### Written problem:
Output every line of the data exactly as it appears.
>> Begin Extracted data
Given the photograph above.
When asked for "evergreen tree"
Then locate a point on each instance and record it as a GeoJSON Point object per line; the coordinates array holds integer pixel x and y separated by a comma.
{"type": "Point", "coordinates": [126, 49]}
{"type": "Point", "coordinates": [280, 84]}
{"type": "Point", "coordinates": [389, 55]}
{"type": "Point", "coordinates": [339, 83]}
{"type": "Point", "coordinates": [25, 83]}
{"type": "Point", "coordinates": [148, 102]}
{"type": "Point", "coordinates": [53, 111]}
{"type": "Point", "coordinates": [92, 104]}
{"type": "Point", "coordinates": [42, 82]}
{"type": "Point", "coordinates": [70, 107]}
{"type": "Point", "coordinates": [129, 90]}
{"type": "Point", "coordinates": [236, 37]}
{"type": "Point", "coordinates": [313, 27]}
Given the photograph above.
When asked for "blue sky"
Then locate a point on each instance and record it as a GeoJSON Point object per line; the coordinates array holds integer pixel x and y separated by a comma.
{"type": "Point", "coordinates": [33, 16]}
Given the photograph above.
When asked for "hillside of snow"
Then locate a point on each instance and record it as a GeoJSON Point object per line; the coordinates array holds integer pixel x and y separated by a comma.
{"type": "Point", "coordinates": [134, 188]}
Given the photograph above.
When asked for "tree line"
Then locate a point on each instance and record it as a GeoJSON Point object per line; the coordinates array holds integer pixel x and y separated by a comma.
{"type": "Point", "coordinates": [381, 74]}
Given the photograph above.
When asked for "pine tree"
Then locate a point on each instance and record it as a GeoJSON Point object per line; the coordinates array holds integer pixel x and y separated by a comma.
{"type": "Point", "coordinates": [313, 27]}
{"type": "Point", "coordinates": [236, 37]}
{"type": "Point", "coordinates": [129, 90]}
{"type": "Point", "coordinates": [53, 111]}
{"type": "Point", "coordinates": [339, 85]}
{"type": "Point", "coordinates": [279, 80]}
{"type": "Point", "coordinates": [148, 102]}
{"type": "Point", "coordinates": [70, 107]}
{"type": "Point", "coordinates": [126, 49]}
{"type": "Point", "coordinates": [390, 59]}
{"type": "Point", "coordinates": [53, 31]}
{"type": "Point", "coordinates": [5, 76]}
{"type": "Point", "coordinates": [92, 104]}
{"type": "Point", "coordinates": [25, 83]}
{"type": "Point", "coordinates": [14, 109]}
>> End Extracted data
### Solution to the problem:
Given the photograph above.
When asked for "evergreen tree"
Then locate a point on each instance and record it as a GeoJSON Point object per line; the coordinates array holds integer pixel x and y separated by a comma.
{"type": "Point", "coordinates": [126, 49]}
{"type": "Point", "coordinates": [280, 84]}
{"type": "Point", "coordinates": [389, 55]}
{"type": "Point", "coordinates": [339, 83]}
{"type": "Point", "coordinates": [25, 83]}
{"type": "Point", "coordinates": [148, 102]}
{"type": "Point", "coordinates": [53, 111]}
{"type": "Point", "coordinates": [92, 104]}
{"type": "Point", "coordinates": [42, 82]}
{"type": "Point", "coordinates": [70, 107]}
{"type": "Point", "coordinates": [129, 90]}
{"type": "Point", "coordinates": [236, 37]}
{"type": "Point", "coordinates": [313, 27]}
Given the photograph above.
When asked for "blue sky"
Then locate a point on each instance and record it as a GeoJSON Point object per line; the coordinates array holds integer pixel x and y separated by a comma.
{"type": "Point", "coordinates": [33, 16]}
Given the photograph above.
When asked for "hillside of snow"
Then locate a point on each instance and record it as a GeoJSON Point object per line; the coordinates array holds integer pixel x and y separated by a comma.
{"type": "Point", "coordinates": [134, 188]}
Given the photograph above.
When asked for "tree line"
Then locate a point on each instance and record it as a GeoJSON Point object per line; the coordinates array holds integer pixel x and y separated by a comma.
{"type": "Point", "coordinates": [381, 74]}
Given the photograph above.
When asked for "pine tree"
Then locate a point on each instance and record it as a GeoJSON Point object per line; the coordinates array holds integer pixel x and y separated by a comma.
{"type": "Point", "coordinates": [313, 27]}
{"type": "Point", "coordinates": [236, 37]}
{"type": "Point", "coordinates": [129, 90]}
{"type": "Point", "coordinates": [53, 111]}
{"type": "Point", "coordinates": [339, 85]}
{"type": "Point", "coordinates": [279, 80]}
{"type": "Point", "coordinates": [148, 102]}
{"type": "Point", "coordinates": [70, 107]}
{"type": "Point", "coordinates": [126, 49]}
{"type": "Point", "coordinates": [390, 59]}
{"type": "Point", "coordinates": [53, 31]}
{"type": "Point", "coordinates": [5, 76]}
{"type": "Point", "coordinates": [92, 104]}
{"type": "Point", "coordinates": [25, 83]}
{"type": "Point", "coordinates": [14, 109]}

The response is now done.